TEXT FOR ANALYSIS:
Historian Jacquelyn Dowd Hall notes that the UDC had a particular interest in the position of Southern (Confederate) women, with "a commitment to bolstering vanquished and disheartened veterans and keeping the memory of the dead alive. But it was also committed to immortalizing the heroism of Confederate women, whose valor, its leaders believed, had been every bit as important as men's." The UDC's methods were wide-ranging and ahead of their times:

UDC leaders were determined to assert women's cultural authority over virtually every representation of the region's past. This they did by lobbying for state archives and museums, national historic sites, and historic highways; compiling genealogies; interviewing former soldiers; writing history textbooks; and erecting monuments, which now moved triumphantly from cemeteries into town centers. More than half a century before women's history and public history emerged as fields of inquiry and action, the UDC, with other women's associations, strove to etch women's accomplishments into the historical record and to take history to the people, from the nursery and the fireside to the schoolhouse and the public square.

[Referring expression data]
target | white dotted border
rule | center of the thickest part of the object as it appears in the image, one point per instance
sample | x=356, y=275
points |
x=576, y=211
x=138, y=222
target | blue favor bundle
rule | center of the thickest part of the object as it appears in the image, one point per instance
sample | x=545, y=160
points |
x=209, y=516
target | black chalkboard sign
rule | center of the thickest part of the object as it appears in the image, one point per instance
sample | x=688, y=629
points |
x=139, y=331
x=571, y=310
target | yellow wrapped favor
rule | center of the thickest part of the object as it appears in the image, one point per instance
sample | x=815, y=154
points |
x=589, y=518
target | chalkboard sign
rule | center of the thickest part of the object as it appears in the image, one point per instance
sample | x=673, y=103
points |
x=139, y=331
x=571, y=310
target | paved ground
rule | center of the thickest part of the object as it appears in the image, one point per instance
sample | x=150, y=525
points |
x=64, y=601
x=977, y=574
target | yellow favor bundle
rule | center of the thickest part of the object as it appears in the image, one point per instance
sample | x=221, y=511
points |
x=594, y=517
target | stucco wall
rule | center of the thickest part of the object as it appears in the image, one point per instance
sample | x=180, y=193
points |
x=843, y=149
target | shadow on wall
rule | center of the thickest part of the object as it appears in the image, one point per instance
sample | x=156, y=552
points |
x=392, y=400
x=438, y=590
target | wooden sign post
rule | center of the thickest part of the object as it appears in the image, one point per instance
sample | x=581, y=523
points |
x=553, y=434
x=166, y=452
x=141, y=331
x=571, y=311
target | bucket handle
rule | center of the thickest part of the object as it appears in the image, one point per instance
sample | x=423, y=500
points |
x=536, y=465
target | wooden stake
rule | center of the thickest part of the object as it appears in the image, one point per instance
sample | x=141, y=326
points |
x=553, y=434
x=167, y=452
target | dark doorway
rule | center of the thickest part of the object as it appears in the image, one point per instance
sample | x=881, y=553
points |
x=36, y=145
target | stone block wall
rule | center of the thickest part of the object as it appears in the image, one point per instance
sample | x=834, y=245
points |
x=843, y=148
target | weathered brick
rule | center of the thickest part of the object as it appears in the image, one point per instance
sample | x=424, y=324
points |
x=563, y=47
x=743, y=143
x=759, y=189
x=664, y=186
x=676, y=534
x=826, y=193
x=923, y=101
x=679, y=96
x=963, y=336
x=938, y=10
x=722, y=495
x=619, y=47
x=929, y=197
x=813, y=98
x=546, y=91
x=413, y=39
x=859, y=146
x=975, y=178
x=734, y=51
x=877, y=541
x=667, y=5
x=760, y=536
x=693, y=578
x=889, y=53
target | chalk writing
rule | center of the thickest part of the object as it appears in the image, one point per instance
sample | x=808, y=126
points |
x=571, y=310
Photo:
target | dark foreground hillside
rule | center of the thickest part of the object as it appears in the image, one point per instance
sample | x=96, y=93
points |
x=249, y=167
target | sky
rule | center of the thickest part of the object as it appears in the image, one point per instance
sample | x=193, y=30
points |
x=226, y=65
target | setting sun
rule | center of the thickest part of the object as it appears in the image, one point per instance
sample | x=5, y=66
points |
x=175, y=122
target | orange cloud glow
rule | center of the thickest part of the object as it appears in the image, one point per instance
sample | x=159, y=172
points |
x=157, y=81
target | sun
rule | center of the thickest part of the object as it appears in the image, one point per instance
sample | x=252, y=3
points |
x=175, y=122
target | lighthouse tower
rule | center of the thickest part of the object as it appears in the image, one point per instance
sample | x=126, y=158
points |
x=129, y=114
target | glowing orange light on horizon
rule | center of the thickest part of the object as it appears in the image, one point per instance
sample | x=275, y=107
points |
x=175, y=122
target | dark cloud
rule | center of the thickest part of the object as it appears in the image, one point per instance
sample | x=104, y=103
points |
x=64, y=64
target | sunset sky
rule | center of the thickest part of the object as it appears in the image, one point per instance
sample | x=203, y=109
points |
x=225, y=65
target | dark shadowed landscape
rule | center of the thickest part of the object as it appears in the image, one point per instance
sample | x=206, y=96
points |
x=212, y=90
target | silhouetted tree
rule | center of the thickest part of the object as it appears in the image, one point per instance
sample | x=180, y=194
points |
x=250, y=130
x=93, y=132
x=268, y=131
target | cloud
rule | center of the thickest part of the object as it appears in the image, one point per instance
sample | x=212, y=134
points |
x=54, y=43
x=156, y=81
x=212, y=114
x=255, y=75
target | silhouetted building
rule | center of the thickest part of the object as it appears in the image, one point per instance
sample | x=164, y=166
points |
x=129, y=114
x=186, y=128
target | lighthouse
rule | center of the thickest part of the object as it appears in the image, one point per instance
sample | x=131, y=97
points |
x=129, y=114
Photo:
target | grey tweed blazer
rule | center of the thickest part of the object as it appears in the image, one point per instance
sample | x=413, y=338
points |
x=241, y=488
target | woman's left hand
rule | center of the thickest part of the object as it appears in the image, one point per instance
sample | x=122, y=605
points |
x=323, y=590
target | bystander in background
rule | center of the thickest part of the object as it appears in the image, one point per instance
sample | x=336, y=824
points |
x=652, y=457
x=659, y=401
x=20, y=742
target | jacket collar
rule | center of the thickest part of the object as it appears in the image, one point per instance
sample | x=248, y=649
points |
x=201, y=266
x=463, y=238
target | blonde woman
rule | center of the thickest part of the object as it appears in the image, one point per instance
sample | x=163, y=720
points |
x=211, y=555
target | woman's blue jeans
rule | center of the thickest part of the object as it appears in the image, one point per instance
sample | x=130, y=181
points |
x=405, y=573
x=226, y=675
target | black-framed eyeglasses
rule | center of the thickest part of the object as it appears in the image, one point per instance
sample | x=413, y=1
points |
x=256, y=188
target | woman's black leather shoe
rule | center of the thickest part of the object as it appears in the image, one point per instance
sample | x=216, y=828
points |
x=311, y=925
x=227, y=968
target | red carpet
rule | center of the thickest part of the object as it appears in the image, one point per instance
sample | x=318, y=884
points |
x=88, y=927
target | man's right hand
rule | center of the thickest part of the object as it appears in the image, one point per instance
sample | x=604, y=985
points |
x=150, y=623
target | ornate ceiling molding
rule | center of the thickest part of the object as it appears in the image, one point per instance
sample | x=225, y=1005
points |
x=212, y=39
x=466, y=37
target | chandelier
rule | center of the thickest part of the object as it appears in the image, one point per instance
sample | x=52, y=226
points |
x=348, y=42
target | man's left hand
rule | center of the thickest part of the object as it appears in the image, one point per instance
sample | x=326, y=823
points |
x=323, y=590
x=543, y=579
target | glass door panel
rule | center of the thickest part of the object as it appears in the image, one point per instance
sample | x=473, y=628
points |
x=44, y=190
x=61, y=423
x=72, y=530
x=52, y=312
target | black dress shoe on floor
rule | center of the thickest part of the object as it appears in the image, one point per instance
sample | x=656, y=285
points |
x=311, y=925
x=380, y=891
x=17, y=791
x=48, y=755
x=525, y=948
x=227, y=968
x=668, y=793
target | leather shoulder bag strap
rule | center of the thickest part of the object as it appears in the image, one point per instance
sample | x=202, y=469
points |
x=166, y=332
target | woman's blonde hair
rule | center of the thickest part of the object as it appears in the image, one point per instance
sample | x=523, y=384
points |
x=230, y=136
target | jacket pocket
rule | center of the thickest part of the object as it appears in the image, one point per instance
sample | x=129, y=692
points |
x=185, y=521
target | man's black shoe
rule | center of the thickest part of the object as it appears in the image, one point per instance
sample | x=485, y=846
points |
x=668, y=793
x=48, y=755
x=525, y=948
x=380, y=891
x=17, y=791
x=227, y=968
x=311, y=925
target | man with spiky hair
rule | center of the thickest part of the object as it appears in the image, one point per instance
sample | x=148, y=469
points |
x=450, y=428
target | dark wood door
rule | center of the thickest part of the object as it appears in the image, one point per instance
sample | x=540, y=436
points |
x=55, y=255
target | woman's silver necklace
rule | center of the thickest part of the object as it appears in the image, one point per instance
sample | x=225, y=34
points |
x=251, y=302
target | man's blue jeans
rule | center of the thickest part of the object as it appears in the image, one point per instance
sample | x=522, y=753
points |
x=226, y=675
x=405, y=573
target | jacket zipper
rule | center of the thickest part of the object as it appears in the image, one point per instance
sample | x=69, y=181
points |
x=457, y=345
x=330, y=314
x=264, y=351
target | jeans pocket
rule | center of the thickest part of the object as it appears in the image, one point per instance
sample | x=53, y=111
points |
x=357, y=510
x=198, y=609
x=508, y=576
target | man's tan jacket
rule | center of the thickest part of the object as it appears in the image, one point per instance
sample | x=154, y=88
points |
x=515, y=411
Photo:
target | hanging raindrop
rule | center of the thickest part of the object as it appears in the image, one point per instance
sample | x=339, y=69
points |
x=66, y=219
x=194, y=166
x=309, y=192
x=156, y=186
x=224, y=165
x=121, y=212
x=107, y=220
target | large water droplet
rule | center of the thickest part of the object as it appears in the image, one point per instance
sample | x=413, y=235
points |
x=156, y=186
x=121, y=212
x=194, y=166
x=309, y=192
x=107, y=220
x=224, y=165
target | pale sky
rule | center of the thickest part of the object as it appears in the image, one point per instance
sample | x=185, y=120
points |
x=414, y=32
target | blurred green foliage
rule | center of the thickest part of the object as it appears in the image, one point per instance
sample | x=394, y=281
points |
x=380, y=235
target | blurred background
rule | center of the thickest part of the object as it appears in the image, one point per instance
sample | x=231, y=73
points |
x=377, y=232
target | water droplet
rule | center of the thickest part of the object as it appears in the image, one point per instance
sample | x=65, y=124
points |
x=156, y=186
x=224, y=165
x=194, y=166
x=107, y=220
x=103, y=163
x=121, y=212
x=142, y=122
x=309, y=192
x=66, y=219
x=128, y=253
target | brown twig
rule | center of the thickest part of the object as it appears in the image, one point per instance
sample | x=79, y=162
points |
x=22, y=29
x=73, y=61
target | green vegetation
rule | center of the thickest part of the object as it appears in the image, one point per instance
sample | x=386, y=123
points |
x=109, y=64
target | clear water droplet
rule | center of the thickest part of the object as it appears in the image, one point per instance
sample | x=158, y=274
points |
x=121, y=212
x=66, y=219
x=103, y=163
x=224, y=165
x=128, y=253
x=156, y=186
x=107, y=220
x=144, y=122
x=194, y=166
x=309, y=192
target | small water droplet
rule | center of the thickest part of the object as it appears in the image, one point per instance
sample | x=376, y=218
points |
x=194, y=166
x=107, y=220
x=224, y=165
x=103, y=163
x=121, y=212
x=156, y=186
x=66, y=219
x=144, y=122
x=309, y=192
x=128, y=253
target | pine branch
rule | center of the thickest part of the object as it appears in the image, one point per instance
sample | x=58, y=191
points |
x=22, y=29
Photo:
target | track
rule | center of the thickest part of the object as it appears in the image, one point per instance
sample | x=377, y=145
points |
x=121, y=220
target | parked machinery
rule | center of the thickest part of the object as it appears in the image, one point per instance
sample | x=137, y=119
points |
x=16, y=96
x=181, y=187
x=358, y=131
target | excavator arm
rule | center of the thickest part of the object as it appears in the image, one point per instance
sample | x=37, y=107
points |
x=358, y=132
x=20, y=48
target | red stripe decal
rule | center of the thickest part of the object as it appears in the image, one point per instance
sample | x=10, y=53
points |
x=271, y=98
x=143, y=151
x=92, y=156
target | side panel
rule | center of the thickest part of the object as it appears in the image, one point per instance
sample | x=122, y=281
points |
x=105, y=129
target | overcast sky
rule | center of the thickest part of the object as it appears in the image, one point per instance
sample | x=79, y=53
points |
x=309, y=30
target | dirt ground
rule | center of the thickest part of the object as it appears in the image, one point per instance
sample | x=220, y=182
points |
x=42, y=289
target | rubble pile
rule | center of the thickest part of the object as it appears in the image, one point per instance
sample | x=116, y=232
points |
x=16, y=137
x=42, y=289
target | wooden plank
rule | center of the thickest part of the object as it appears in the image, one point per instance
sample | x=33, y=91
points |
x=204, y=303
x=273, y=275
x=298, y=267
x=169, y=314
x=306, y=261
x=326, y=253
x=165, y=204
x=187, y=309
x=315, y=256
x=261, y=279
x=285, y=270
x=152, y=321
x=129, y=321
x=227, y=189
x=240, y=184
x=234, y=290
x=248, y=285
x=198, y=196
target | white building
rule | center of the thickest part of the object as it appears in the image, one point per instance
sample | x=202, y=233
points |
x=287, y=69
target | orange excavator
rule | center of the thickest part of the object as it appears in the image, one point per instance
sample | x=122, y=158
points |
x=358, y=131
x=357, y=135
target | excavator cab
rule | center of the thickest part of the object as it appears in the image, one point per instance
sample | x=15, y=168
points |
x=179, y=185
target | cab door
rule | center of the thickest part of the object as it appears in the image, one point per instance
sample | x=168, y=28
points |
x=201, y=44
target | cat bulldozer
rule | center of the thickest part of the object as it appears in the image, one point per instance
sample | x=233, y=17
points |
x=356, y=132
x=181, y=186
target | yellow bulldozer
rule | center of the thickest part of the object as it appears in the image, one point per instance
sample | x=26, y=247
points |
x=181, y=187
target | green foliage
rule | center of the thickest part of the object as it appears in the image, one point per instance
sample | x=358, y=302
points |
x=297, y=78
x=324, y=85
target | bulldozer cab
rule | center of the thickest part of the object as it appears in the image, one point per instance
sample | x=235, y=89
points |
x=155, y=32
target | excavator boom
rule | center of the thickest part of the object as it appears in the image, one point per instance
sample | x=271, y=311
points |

EXERCISE REQUIREMENTS:
a) Name the places that, according to the passage about the UDC, the organization sought to take history to.
b) Write out the passage about the UDC between "UDC leaders were" and "the public square.", inclusive.
Use only the passage about the UDC, not the records.

RESPONSES BY ITEM NUMBER:
a) The nursery, the fireside, the schoolhouse, and the public square.

b)
UDC leaders were determined to assert women's cultural authority over virtually every representation of the region's past. This they did by lobbying for state archives and museums, national historic sites, and historic highways; compiling genealogies; interviewing former soldiers; writing history textbooks; and erecting monuments, which now moved triumphantly from cemeteries into town centers. More than half a century before women's history and public history emerged as fields of inquiry and action, the UDC, with other women's associations, strove to etch women's accomplishments into the historical record and to take history to the people, from the nursery and the fireside to the schoolhouse and the public square.